Begin
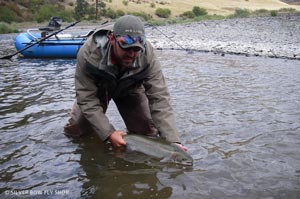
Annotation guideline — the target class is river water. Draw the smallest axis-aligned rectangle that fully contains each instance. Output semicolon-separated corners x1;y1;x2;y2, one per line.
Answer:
0;35;300;199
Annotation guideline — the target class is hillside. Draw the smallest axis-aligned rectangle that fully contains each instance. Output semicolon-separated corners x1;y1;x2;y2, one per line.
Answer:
101;0;300;17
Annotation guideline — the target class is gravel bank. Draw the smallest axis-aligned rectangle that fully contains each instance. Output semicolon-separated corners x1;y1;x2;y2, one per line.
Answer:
146;14;300;60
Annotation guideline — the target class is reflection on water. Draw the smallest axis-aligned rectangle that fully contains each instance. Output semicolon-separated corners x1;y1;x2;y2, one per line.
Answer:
0;41;300;199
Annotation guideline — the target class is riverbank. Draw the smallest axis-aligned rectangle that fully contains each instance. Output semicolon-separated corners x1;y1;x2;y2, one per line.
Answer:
146;14;300;60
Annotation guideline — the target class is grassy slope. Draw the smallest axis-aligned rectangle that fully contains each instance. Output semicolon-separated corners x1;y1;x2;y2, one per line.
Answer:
101;0;300;16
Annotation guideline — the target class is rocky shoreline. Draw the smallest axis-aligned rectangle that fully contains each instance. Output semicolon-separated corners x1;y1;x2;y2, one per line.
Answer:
146;14;300;60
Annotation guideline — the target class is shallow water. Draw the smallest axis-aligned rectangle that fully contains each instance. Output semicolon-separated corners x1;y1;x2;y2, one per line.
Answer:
0;35;300;199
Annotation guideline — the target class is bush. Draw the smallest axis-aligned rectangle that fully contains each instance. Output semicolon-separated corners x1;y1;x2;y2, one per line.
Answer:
116;10;125;17
192;6;207;17
128;12;152;21
0;23;19;34
0;6;16;23
35;5;73;23
233;8;250;18
181;11;196;19
271;10;278;17
155;8;171;18
105;8;117;19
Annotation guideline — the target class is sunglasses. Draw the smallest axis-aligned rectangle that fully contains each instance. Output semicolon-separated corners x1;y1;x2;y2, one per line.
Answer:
115;35;145;52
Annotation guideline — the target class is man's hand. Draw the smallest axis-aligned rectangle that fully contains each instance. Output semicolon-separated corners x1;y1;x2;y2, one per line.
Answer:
109;131;126;148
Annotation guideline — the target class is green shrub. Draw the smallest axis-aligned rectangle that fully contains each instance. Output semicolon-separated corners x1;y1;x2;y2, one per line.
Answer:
271;10;278;17
192;6;207;16
0;6;16;23
116;10;125;17
105;8;117;19
35;5;73;23
0;23;19;34
231;8;250;18
181;11;196;19
155;8;171;18
128;12;152;21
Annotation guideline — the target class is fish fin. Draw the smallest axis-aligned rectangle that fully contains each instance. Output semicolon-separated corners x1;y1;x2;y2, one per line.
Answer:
160;155;173;163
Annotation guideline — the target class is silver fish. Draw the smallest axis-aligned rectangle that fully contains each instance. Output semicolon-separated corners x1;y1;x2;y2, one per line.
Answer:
124;134;193;166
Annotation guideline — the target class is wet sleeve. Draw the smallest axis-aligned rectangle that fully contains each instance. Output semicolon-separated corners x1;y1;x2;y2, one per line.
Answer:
75;50;115;141
144;45;180;142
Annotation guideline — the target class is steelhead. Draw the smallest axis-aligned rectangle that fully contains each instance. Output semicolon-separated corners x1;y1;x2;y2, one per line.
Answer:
124;134;193;166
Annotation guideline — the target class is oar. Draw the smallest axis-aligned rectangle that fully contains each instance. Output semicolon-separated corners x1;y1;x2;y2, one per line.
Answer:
0;21;80;59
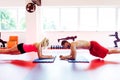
End
# WHAT YOU NEED TO DO
Rewrite every line of the entries above as a numbered list. Skip blank lines, and leave the pictures out.

# ANSWER TO THE EXERCISE
1. Annotation guideline — the target class is river water. Draw the smallest axis-aligned rectangle that fully contains each instance. Output semicolon-separated corners x1;y1;x2;y2, one per line.
2. Answer:
3. 0;35;300;199
4. Annotation guideline — the target class is hillside. Draw the smallest axis-aligned rectangle that fully contains each instance. Output semicolon-separated corners x1;y1;x2;y2, one per line.
5. Answer:
6. 101;0;300;17
7. Annotation guideline — the target class is gravel bank. Draw the smallest axis-aligned rectangle that fully contains each instance. Output semicolon-separated corners x1;y1;x2;y2, one per line.
8. Answer:
9. 146;14;300;60
10. Annotation guideline — the target class is reflection on water. Draw the smallest axis-aligned rectangle that fully contains each instance. Output semicolon-separated corners x1;y1;x2;y2, one per line.
11. Answer:
12. 0;41;300;199
13. Annotation guideline — the target class is riverbank. Draw the smallest axis-aligned rectangle that fully contains each instance. Output semicolon-separated corners x1;y1;x2;y2, one per line.
14. Answer:
15. 146;14;300;60
16. Annotation guideline — the target class is grassy slope. Draw the smallest axis-aligned rectangle that fully contains each instance. Output semicolon-separated corners x1;y1;x2;y2, one per line.
17. Answer:
18. 101;0;300;16
19. Annotation guideline — the target class is rocky shoreline. Draw the smallest axis-aligned rectangle that fully contains each instance. Output semicolon-separated corners x1;y1;x2;y2, one per line.
20. Answer:
21. 146;14;300;60
22. Annotation guideline — the target class is shallow water. Draw the smallest axis-aligned rectangle that fully contains each instance. Output semicolon-separated corners x1;y1;x2;y2, one per line.
23. Answer:
24. 0;35;300;199
25. Annotation guideline — the target class is bush. Draw the smallest axis-aligned rectangle that fully contains each instance. Output semicolon-separated corners x1;y1;x2;y2, one per line.
26. Answer:
27. 116;10;125;17
28. 192;6;207;17
29. 128;12;152;21
30. 0;23;19;34
31. 0;6;16;23
32. 35;5;73;23
33. 233;8;250;18
34. 181;11;196;19
35. 271;10;278;17
36. 155;8;171;18
37. 105;8;117;19
38. Annotation guideline — the target class is sunglasses. Draw the smallest axis-aligned rectangle that fully contains each instance. Output semicolon-separated corners x1;y1;x2;y2, one per line.
39. Answer:
40. 115;35;145;52
41. Annotation guideline — the target class is man's hand. Draw the smallest axis-aligned rectangle that fully contains each instance. Output semicolon-separated corners x1;y1;x2;y2, one per line.
42. Answer:
43. 109;131;126;148
44. Annotation guideline — the target class is green shrub. Draw the smallest axis-aligned rectangle that fully contains each instance. Output semicolon-separated corners x1;y1;x2;y2, one per line.
45. Answer:
46. 271;10;278;17
47. 192;6;207;16
48. 0;6;16;23
49. 116;10;125;17
50. 105;8;117;19
51. 35;5;73;23
52. 0;23;19;34
53. 231;8;250;18
54. 181;11;196;19
55. 155;8;171;18
56. 128;12;152;21
57. Annotation guideline — the target class is fish fin. Draw the smallest axis-aligned rectangle that fully contains each instance. Output semicolon-separated corners x1;y1;x2;y2, one per line.
58. Answer:
59. 160;155;173;163
60. Annotation guideline — the target class is silver fish. Draw the smallest axis-aligned rectangle that fully contains each instance. Output semicolon-separated corners x1;y1;x2;y2, one per line.
61. Answer:
62. 124;134;193;166
63. Annotation guideline — the target class is wet sleeve. Draw the smallest axis-aligned rectangle that fully contains each instance. Output semicolon-separated corners x1;y1;x2;y2, one per line.
64. Answer:
65. 75;50;115;141
66. 144;45;180;142
67. Annotation guideline — the target class is steelhead. Draw the smallest axis-aligned rectangle that fully contains each instance. Output semicolon-separated corners x1;y1;x2;y2, one per line.
68. Answer:
69. 124;134;193;166
70. Annotation guideline — the target class is oar. Draw the smallest axis-aligned rectangle that fully contains each instance. Output semicolon-separated corners x1;y1;x2;y2, one per line.
71. Answer:
72. 0;21;80;59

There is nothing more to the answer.